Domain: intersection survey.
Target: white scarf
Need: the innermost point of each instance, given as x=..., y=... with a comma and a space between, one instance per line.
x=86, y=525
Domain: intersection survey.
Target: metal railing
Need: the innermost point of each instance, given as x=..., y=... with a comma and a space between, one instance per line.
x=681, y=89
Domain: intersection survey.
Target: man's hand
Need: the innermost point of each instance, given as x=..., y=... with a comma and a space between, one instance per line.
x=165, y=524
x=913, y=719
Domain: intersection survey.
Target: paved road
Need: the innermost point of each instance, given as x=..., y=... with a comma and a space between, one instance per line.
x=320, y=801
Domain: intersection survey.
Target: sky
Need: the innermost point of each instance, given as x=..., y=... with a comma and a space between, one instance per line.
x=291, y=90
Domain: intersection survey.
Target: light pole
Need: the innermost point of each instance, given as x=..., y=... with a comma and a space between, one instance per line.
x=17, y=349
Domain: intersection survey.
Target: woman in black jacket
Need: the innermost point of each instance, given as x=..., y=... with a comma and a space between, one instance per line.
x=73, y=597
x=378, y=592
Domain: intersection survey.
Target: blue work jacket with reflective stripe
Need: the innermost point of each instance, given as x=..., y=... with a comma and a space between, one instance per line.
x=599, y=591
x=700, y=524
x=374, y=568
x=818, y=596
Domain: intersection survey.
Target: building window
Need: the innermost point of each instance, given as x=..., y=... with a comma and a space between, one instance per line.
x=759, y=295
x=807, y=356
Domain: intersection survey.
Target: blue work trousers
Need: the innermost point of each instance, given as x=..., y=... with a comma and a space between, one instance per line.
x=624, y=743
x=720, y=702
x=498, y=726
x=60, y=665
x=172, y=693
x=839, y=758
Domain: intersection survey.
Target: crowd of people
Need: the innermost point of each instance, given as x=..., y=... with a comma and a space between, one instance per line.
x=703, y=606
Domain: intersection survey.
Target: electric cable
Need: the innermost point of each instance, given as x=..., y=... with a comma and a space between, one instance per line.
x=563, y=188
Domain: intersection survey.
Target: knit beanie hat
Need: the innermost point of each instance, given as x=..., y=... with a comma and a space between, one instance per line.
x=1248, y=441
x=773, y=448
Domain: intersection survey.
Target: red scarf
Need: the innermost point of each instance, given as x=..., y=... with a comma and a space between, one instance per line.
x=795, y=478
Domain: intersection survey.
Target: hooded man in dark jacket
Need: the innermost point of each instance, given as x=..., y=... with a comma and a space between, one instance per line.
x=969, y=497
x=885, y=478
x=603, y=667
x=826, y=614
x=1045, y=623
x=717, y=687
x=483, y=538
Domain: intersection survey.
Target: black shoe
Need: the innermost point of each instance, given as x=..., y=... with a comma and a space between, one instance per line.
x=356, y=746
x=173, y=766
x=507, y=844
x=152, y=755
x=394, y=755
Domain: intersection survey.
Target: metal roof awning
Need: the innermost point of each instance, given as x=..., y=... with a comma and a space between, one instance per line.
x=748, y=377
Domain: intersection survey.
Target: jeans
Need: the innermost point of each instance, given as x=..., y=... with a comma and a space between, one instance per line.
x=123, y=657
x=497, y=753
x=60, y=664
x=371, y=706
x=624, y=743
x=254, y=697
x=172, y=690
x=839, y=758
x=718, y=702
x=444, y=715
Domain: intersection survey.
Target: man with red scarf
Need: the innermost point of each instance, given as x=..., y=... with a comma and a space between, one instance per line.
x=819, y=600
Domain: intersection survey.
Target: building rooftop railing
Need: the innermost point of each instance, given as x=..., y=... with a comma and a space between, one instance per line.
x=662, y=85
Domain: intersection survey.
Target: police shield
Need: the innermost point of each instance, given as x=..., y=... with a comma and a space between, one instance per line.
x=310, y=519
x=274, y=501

• _Exercise_
Render the material as a Markdown table with the columns Row and Entry, starting at its first line and ending at the line that contains "x=913, y=719". Give each line its own row number and omit any blank lines.

• _Full answer_
| Row | Entry |
|---|---|
| 1 | Domain: intersection survey. |
| 2 | Target: white scarf |
| 3 | Need: the innermost point of each instance, given as x=..., y=... with a comma and a space between, one instance per line. |
| 4 | x=86, y=525 |
| 5 | Domain: intersection survey. |
| 6 | Target: metal railing |
| 7 | Need: the innermost point of each instance, given as x=..., y=... with a comma and a space between, one instance per line. |
| 8 | x=681, y=89 |
| 9 | Domain: intersection survey. |
| 10 | Target: man's hand |
| 11 | Need: the innermost point of each instance, given as x=..., y=... with a comma and a space between, one instance per line. |
| 12 | x=165, y=524 |
| 13 | x=913, y=719 |